═════ Data to process ═════

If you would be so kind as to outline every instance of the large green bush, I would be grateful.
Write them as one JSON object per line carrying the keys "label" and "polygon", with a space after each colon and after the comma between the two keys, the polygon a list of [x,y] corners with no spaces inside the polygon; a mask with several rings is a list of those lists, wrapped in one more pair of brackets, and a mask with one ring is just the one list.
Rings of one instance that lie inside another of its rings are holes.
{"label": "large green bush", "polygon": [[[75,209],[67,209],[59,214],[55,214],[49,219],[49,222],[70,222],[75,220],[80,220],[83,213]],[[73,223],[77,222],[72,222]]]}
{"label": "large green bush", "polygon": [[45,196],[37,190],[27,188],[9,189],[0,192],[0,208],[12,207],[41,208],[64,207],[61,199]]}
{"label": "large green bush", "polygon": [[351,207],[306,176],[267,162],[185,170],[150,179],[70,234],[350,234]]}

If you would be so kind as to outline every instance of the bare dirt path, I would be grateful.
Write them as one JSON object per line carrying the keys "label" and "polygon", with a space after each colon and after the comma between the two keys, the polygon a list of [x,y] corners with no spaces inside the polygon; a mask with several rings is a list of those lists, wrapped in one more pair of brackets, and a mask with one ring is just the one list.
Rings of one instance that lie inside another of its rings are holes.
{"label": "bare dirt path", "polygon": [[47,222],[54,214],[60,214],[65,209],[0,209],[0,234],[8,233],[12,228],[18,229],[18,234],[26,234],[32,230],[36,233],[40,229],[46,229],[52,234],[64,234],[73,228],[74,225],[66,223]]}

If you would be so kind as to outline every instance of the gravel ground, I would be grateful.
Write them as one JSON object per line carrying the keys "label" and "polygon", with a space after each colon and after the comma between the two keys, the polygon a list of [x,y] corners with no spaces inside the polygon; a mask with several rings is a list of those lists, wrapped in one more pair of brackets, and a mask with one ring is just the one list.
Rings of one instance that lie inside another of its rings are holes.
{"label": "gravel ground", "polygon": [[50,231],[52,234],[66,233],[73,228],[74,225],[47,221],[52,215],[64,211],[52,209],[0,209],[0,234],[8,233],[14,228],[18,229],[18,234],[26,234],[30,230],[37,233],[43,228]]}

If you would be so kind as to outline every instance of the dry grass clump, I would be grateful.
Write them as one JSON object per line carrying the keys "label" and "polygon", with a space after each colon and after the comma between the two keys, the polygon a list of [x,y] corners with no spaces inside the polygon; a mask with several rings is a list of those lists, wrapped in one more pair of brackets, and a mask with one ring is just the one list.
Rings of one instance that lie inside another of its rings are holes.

═════

What to do:
Rewrite the lines from the one containing "clump, I would be grateful." through the end of the records, changing "dry grass clump" to "brown grass tuft" and leaving everything else untouched.

Answer to the problem:
If you would be so kind as to outline every instance of the brown grass tuft, I would be grateful.
Write them as one JSON object per line carrying the keys "label" and "polygon", with a space after each colon and after the comma between the two keys, the polygon a list of [x,y] corners with no spaces inside the polygon; a mask with several rings is a list of those lists, wrapped in one more pair of brackets, and a mask with one ring is just the one list.
Rings of one instance that lie inside another of its rings are holes.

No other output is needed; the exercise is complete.